WHAT NEEDS TO BE DONE:
Could you write out exactly, and only, the lines from the one containing "Question. The photograph above contains instances of the soil." through the last line of the data, leaving out all pictures?
── DATA FOR REVIEW
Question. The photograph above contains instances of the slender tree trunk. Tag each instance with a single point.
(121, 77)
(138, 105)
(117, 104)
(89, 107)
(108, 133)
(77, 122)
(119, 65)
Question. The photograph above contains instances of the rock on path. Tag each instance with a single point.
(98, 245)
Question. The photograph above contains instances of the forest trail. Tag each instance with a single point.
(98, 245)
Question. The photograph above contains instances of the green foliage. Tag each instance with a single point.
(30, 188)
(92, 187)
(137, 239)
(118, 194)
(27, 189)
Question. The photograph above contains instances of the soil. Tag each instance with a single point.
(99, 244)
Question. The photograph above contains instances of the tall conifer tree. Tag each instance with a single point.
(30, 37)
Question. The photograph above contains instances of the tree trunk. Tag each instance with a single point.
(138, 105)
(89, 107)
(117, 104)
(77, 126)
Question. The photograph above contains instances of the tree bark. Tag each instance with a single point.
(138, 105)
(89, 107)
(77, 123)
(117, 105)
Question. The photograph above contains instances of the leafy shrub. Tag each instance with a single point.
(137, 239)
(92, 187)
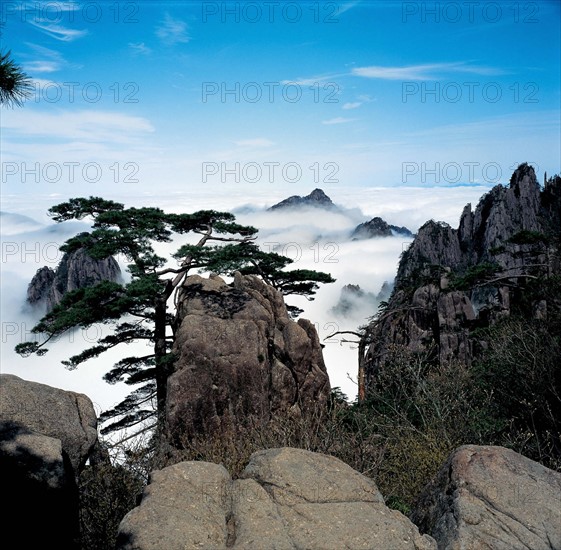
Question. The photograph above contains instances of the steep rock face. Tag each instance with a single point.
(492, 497)
(38, 484)
(64, 415)
(451, 281)
(377, 227)
(317, 198)
(46, 435)
(76, 270)
(240, 358)
(286, 499)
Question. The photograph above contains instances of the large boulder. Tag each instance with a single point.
(64, 415)
(491, 497)
(38, 489)
(240, 359)
(286, 499)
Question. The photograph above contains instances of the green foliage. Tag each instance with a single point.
(474, 275)
(108, 491)
(15, 85)
(136, 311)
(522, 370)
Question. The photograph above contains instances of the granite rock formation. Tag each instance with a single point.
(492, 497)
(286, 499)
(76, 270)
(452, 281)
(317, 198)
(46, 436)
(377, 227)
(240, 358)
────
RESPONSE TO THE EXERCISE:
Question. The photograph above contains instances of the soil. Tag each instance with a single point.
(99, 244)
Question. The photograph above contains instances of the tall conifer tree. Tag each instance with a single point.
(30, 37)
Question. The photograph above contains instances of the tree trunk. Tag each instance with a single point.
(138, 105)
(89, 107)
(117, 104)
(77, 126)
Question. The photograph above contains instances of the tree bark. Tag each instance with a single point.
(138, 105)
(89, 107)
(77, 123)
(117, 105)
Question. The photograph above contains instances of the leafy shrub. Tag each instance with a single point.
(137, 239)
(92, 187)
Question. The photograph above contains instances of the steep rock face. Tag each instance with a single point.
(492, 497)
(38, 484)
(64, 415)
(451, 281)
(377, 227)
(317, 198)
(46, 435)
(76, 270)
(240, 358)
(286, 499)
Question. The photograph above contains instances of the large boulder. Tag each instance with a single point.
(64, 415)
(491, 497)
(38, 489)
(240, 359)
(286, 499)
Question. The photograph above contains instances of the green foliage. Tag each instance with a single point.
(474, 275)
(108, 491)
(15, 85)
(136, 311)
(522, 370)
Question. The photograph above contains instances of the granite rock formation. Tag each instance with a single point.
(492, 497)
(286, 499)
(76, 270)
(452, 281)
(317, 198)
(46, 436)
(377, 227)
(240, 358)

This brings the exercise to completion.